Neem alle vermeldingen hieronder woord voor woord over, maar laat de afbeeldingen weg.

"""

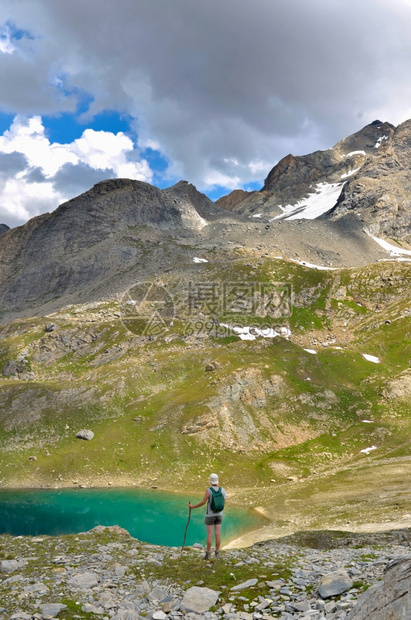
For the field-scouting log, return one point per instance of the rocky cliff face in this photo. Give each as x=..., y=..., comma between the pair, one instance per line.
x=368, y=174
x=380, y=192
x=88, y=241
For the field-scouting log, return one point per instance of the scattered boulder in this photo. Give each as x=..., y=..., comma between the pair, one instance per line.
x=212, y=366
x=9, y=566
x=390, y=598
x=84, y=580
x=199, y=600
x=85, y=434
x=246, y=584
x=334, y=583
x=10, y=369
x=52, y=609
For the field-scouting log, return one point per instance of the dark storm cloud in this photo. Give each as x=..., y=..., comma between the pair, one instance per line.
x=223, y=88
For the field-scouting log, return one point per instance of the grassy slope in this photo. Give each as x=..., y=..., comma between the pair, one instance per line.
x=311, y=430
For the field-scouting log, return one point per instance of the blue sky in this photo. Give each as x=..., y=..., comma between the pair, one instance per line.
x=214, y=93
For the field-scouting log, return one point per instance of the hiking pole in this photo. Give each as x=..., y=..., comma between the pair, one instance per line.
x=185, y=533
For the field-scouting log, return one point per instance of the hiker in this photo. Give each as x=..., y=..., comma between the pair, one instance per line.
x=213, y=518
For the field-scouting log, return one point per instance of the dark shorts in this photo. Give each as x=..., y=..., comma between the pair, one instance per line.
x=214, y=520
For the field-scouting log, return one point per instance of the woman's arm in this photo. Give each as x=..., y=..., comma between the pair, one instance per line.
x=203, y=501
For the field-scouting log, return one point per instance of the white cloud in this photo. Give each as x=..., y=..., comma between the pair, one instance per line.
x=6, y=46
x=93, y=157
x=223, y=89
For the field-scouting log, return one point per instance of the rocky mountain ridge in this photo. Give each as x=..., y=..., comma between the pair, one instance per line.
x=368, y=173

"""

**Voltooide taak:**
For the field-scouting log, return one point per instance of the rocky cliff face in this photo. Give each as x=..., y=..., comma between the pair, one instance per line.
x=368, y=174
x=380, y=192
x=88, y=241
For the field-scouting log, return one point per instance of the scattered boulder in this photo. Give each as x=..., y=..., comma between the pair, one instance per line.
x=212, y=366
x=9, y=566
x=390, y=598
x=84, y=580
x=199, y=600
x=85, y=434
x=246, y=584
x=334, y=583
x=10, y=369
x=52, y=609
For the field-scouting log, return one point per instance of the dark storm cloud in this photo. Give each as x=..., y=..., comma between the pair, one instance per line.
x=223, y=88
For the field-scouting log, return one point per instance of the grassy slope in this photo. Give each as x=..., y=..., comma between the pair, one instance per line.
x=311, y=430
For the field-scouting log, return one point per instance of the blue sky in this photo. Give each as x=..., y=..., comma between the pair, one instance per line.
x=214, y=93
For the field-scouting log, return one point per instance of the hiking pole in this photo. Give each as x=..., y=..., comma between the pair, one instance per line.
x=185, y=533
For the field-scouting log, return one point per instance of the hiker in this photo. Give each as x=..., y=..., comma between the pair, one instance per line.
x=213, y=518
For the field-scouting log, return one point per instance of the dark shorts in this photo. Give each as x=..., y=..., comma between the pair, one instance per line.
x=214, y=520
For the field-scouting log, return one point per instance of the woman's arm in this photo. Give each as x=..., y=..., comma between the pair, one instance per line.
x=203, y=501
For the field-scouting log, return one point per instance of the white cloud in this photo. Give each as x=..., y=..., comma between the pair, one instance per line.
x=6, y=46
x=93, y=157
x=223, y=89
For the field-scouting log, return one point per instance of the rocky mountain ridge in this photo. Give each as x=..., y=..., comma between the pair, one instance per line.
x=368, y=173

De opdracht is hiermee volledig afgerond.